Put the lines below into a Markdown table with two columns, Row and Line. Number each row and skip blank lines.

------ ENTRIES

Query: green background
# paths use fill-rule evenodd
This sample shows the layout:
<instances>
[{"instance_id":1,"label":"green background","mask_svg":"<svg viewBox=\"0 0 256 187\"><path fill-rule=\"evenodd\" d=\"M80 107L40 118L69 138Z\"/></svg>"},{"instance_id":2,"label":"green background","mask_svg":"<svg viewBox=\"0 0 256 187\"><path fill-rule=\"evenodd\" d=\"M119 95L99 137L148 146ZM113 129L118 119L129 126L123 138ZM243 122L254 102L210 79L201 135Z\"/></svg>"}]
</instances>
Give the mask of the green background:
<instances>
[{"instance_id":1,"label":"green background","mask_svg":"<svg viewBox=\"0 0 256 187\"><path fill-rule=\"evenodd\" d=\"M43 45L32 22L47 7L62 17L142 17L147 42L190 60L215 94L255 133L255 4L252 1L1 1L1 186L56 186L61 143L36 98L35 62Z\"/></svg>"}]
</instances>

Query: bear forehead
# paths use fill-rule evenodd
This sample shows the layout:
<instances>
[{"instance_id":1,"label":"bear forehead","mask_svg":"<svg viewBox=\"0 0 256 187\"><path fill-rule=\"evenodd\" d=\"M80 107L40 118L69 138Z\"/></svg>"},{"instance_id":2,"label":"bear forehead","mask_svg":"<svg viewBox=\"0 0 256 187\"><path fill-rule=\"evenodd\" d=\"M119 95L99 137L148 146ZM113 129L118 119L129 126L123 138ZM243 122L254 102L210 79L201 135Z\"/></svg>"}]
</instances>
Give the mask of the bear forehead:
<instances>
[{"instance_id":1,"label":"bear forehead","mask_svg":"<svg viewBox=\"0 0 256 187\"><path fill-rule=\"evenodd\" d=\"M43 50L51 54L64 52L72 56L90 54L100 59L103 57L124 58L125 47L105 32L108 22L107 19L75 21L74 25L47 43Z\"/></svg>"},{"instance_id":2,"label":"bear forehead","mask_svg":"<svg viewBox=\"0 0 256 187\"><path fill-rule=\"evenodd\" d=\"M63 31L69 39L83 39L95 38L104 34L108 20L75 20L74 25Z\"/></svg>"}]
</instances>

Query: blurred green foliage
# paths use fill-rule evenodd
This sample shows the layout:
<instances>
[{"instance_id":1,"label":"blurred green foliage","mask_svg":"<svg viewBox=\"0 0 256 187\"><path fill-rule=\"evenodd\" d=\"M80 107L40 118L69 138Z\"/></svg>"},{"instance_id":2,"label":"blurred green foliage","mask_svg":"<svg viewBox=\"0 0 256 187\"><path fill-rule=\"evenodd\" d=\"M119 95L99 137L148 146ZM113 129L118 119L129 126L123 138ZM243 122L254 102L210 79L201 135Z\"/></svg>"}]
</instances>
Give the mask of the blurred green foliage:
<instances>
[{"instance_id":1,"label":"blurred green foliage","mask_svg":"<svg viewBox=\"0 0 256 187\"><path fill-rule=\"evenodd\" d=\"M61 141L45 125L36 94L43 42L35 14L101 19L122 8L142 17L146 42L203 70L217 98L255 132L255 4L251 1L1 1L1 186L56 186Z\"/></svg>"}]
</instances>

------------

**THE SOLUTION:**
| Row | Line |
|---|---|
| 1 | Query: green background |
| 2 | # paths use fill-rule evenodd |
| 3 | This sample shows the layout: |
| 4 | <instances> |
| 5 | [{"instance_id":1,"label":"green background","mask_svg":"<svg viewBox=\"0 0 256 187\"><path fill-rule=\"evenodd\" d=\"M80 107L40 118L69 138Z\"/></svg>"},{"instance_id":2,"label":"green background","mask_svg":"<svg viewBox=\"0 0 256 187\"><path fill-rule=\"evenodd\" d=\"M119 95L99 137L148 146ZM113 129L118 119L129 126L123 138ZM243 122L254 102L210 79L201 135Z\"/></svg>"}] |
| 6 | </instances> |
| 7 | Give the mask of the green background: |
| 8 | <instances> |
| 9 | [{"instance_id":1,"label":"green background","mask_svg":"<svg viewBox=\"0 0 256 187\"><path fill-rule=\"evenodd\" d=\"M43 45L32 22L47 7L62 17L142 17L147 42L190 60L215 94L255 133L255 4L252 1L1 1L1 186L56 186L61 143L36 98L35 62Z\"/></svg>"}] |
| 10 | </instances> |
| 11 | Query: bear forehead |
| 12 | # paths use fill-rule evenodd |
| 13 | This sample shows the layout: |
| 14 | <instances> |
| 15 | [{"instance_id":1,"label":"bear forehead","mask_svg":"<svg viewBox=\"0 0 256 187\"><path fill-rule=\"evenodd\" d=\"M80 107L40 118L69 138Z\"/></svg>"},{"instance_id":2,"label":"bear forehead","mask_svg":"<svg viewBox=\"0 0 256 187\"><path fill-rule=\"evenodd\" d=\"M119 95L99 137L148 146ZM113 129L118 119L129 126L123 138ZM243 122L254 102L210 79L201 135Z\"/></svg>"}] |
| 16 | </instances> |
| 17 | Give the mask of the bear forehead: |
| 18 | <instances> |
| 19 | [{"instance_id":1,"label":"bear forehead","mask_svg":"<svg viewBox=\"0 0 256 187\"><path fill-rule=\"evenodd\" d=\"M43 50L51 54L64 52L72 56L90 54L100 59L103 57L124 58L125 47L105 32L108 22L107 19L75 21L74 25L47 43Z\"/></svg>"},{"instance_id":2,"label":"bear forehead","mask_svg":"<svg viewBox=\"0 0 256 187\"><path fill-rule=\"evenodd\" d=\"M63 31L69 39L83 39L95 38L104 34L108 20L75 20L74 25Z\"/></svg>"}] |
| 20 | </instances> |
| 21 | Query: blurred green foliage |
| 22 | # paths use fill-rule evenodd |
| 23 | This sample shows the layout: |
| 24 | <instances> |
| 25 | [{"instance_id":1,"label":"blurred green foliage","mask_svg":"<svg viewBox=\"0 0 256 187\"><path fill-rule=\"evenodd\" d=\"M80 107L40 118L69 138Z\"/></svg>"},{"instance_id":2,"label":"blurred green foliage","mask_svg":"<svg viewBox=\"0 0 256 187\"><path fill-rule=\"evenodd\" d=\"M119 95L99 137L148 146ZM113 129L118 119L129 126L123 138ZM243 122L254 102L210 79L201 135Z\"/></svg>"}] |
| 26 | </instances> |
| 27 | Give the mask of the blurred green foliage: |
| 28 | <instances> |
| 29 | [{"instance_id":1,"label":"blurred green foliage","mask_svg":"<svg viewBox=\"0 0 256 187\"><path fill-rule=\"evenodd\" d=\"M61 141L45 125L36 94L43 42L35 14L101 19L122 8L142 17L146 42L203 70L217 98L255 132L255 4L251 1L1 1L1 186L56 186Z\"/></svg>"}] |
| 30 | </instances> |